[Some records]

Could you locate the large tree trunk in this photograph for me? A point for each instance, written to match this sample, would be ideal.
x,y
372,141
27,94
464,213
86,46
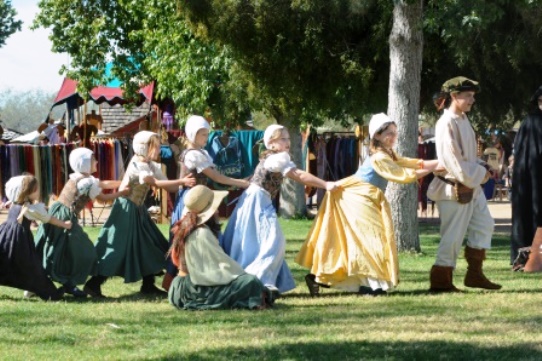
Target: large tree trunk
x,y
292,199
406,46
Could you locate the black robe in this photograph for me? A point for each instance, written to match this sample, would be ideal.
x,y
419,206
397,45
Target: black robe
x,y
527,182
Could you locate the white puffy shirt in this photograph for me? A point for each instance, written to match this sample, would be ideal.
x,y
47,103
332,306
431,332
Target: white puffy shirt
x,y
279,162
198,160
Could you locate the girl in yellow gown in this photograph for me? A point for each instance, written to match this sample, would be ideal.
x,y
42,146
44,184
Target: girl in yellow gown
x,y
351,245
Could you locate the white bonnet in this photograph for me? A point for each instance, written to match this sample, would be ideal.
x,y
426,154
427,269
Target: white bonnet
x,y
81,160
269,133
141,142
13,187
377,122
193,124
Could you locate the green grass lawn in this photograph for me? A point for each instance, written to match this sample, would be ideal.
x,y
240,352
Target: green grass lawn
x,y
408,324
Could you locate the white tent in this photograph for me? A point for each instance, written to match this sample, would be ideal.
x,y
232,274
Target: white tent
x,y
29,138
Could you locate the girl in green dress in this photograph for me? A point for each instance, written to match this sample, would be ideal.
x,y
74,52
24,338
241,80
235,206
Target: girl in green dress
x,y
69,257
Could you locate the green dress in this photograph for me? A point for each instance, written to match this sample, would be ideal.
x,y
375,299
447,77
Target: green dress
x,y
215,281
130,245
68,256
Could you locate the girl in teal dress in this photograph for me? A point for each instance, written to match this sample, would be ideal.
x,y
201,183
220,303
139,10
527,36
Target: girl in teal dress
x,y
69,257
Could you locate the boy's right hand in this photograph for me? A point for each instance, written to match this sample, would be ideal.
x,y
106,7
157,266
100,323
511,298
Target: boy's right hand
x,y
189,181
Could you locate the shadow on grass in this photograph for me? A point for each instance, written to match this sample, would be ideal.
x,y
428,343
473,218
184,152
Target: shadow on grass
x,y
364,350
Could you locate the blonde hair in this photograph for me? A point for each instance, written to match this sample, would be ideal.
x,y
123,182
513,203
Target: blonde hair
x,y
153,145
29,185
375,145
277,134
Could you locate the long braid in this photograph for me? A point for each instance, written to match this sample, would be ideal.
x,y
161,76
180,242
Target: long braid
x,y
181,230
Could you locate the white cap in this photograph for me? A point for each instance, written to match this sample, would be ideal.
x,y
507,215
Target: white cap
x,y
377,122
193,124
13,187
141,142
269,133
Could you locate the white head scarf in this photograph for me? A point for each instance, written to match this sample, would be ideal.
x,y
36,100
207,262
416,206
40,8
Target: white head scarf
x,y
193,124
141,142
269,133
13,187
81,160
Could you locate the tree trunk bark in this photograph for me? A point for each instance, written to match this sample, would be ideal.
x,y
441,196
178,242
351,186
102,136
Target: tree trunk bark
x,y
406,46
292,194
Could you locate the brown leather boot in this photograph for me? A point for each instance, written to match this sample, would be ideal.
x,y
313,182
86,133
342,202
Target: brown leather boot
x,y
475,277
441,279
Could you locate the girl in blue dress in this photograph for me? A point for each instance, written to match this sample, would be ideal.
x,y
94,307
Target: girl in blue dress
x,y
253,236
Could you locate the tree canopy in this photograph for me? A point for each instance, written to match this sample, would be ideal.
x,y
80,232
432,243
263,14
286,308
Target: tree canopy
x,y
8,23
311,59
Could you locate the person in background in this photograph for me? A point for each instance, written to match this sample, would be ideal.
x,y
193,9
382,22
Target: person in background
x,y
457,152
253,236
351,245
527,187
20,263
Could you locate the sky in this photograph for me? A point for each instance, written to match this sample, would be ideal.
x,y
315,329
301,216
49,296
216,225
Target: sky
x,y
26,60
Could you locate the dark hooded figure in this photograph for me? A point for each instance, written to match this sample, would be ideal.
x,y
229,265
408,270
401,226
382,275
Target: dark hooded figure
x,y
527,175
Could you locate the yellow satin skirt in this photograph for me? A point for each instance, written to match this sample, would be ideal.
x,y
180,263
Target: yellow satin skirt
x,y
352,242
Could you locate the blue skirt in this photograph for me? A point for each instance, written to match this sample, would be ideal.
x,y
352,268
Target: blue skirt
x,y
254,239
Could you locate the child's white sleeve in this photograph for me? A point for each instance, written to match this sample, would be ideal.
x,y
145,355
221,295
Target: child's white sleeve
x,y
37,212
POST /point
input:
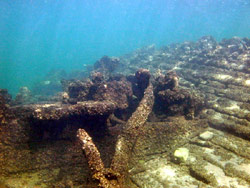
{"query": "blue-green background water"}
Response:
(38, 35)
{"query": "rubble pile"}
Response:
(178, 116)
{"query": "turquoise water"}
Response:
(39, 35)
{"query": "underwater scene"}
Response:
(125, 94)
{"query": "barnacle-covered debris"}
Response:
(170, 100)
(106, 178)
(124, 144)
(58, 111)
(133, 127)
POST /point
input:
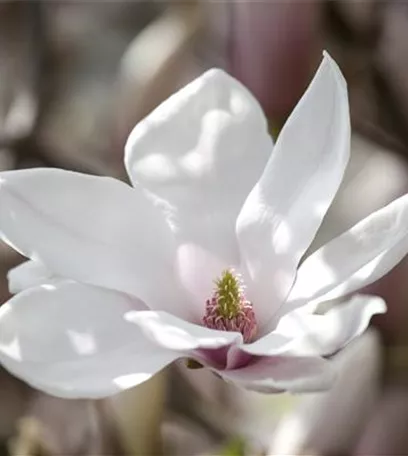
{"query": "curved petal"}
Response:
(29, 274)
(283, 373)
(355, 259)
(95, 230)
(72, 340)
(330, 423)
(198, 155)
(174, 333)
(284, 210)
(320, 335)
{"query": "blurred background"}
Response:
(76, 76)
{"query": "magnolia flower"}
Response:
(201, 259)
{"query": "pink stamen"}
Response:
(243, 321)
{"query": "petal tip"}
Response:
(334, 67)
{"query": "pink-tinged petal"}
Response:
(95, 230)
(330, 422)
(176, 334)
(29, 274)
(198, 155)
(305, 334)
(72, 340)
(197, 271)
(284, 210)
(355, 259)
(283, 373)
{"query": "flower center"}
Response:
(228, 309)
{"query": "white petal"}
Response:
(355, 259)
(95, 230)
(283, 373)
(174, 333)
(304, 334)
(198, 155)
(284, 210)
(72, 340)
(329, 423)
(29, 274)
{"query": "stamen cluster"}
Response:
(228, 309)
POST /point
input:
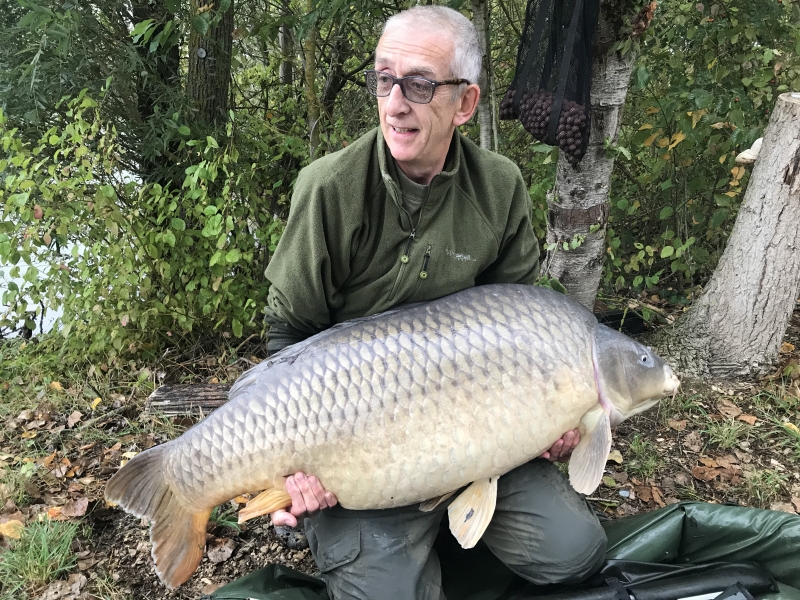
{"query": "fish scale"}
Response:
(417, 372)
(398, 408)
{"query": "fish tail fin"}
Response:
(266, 502)
(178, 533)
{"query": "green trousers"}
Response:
(541, 529)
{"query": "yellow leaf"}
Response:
(649, 141)
(12, 529)
(677, 139)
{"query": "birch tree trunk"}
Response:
(209, 74)
(480, 18)
(578, 203)
(312, 101)
(735, 328)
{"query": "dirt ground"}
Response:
(732, 442)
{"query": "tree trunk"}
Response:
(480, 18)
(737, 325)
(208, 81)
(310, 67)
(578, 203)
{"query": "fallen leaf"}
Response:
(728, 408)
(75, 508)
(74, 418)
(704, 473)
(220, 549)
(12, 529)
(677, 425)
(792, 427)
(783, 507)
(693, 441)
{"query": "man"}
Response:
(413, 211)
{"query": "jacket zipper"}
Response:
(403, 262)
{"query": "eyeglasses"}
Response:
(416, 89)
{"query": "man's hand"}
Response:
(307, 496)
(562, 449)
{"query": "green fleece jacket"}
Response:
(350, 249)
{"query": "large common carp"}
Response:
(405, 406)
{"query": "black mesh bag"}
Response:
(550, 91)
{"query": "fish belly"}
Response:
(402, 407)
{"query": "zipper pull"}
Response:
(404, 259)
(424, 273)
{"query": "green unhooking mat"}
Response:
(690, 533)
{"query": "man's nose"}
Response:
(396, 103)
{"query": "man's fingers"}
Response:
(281, 518)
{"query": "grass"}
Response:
(762, 488)
(41, 555)
(727, 433)
(644, 460)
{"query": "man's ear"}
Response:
(467, 103)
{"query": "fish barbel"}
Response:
(405, 406)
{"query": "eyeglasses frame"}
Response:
(401, 82)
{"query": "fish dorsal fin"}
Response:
(266, 502)
(589, 458)
(429, 505)
(472, 511)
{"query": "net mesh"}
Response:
(550, 91)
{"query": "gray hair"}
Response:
(467, 56)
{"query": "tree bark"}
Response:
(208, 80)
(735, 328)
(480, 18)
(312, 101)
(578, 203)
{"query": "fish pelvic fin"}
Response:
(266, 502)
(429, 505)
(471, 512)
(589, 457)
(178, 533)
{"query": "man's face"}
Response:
(418, 135)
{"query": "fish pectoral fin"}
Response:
(472, 511)
(589, 457)
(429, 505)
(266, 502)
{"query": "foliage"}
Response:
(41, 555)
(707, 78)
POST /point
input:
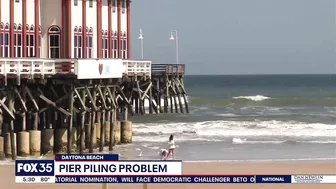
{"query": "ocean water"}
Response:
(245, 118)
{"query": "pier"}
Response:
(81, 105)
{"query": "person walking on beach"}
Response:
(163, 154)
(171, 143)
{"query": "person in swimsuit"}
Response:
(171, 143)
(163, 154)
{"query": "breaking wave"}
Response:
(237, 131)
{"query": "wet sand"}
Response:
(7, 176)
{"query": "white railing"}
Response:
(31, 68)
(137, 67)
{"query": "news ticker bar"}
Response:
(183, 179)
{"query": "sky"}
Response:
(238, 36)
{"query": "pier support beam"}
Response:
(35, 142)
(2, 152)
(61, 137)
(126, 132)
(8, 146)
(116, 131)
(23, 143)
(47, 141)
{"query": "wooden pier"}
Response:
(80, 105)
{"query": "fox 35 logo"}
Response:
(34, 167)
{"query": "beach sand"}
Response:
(7, 176)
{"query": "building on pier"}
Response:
(65, 28)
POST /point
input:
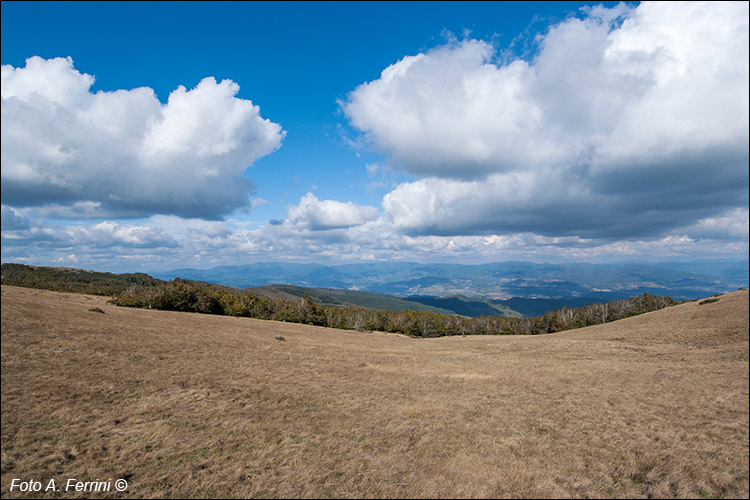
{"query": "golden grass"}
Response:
(187, 405)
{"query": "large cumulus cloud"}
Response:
(124, 151)
(629, 122)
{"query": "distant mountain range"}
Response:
(440, 285)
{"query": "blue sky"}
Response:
(199, 134)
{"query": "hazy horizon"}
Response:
(153, 136)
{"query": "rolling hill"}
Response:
(190, 405)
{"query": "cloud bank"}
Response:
(628, 123)
(124, 152)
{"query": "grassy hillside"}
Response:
(191, 405)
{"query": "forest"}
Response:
(141, 290)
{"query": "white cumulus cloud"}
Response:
(629, 122)
(125, 151)
(315, 214)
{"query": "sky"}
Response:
(146, 136)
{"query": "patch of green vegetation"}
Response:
(708, 301)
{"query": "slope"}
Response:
(190, 405)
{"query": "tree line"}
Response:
(188, 296)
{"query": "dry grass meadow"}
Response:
(188, 405)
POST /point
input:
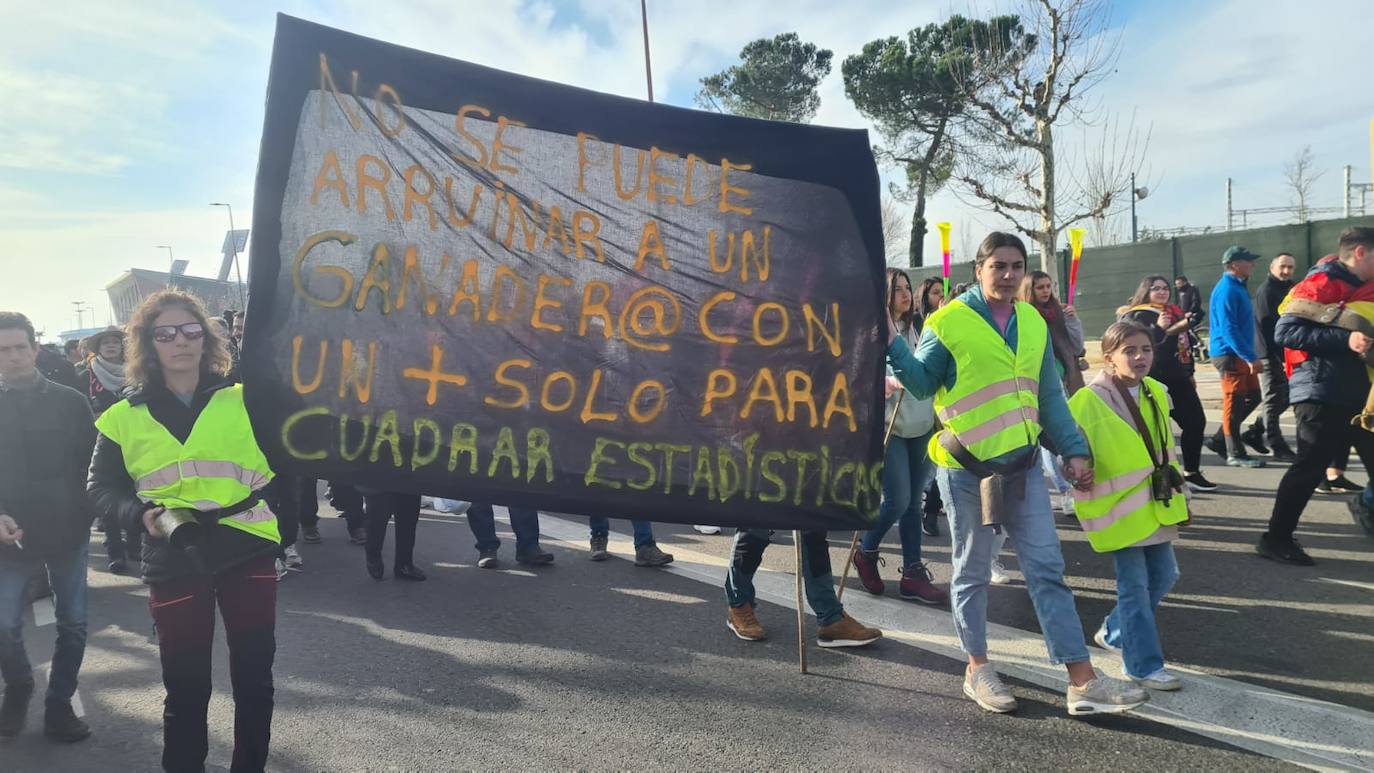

» SHORT EXERCISE: List each line in the data above that contains the string "large", treating uppercase and lowercase letters as different.

» ANSWER TO THE PROBLEM:
Could you locate the large tree trunk in this photograph for me? A point for each instance, written to match this sample, would be ideal.
Target: large tree trunk
{"query": "large common carp"}
{"query": "large cumulus cloud"}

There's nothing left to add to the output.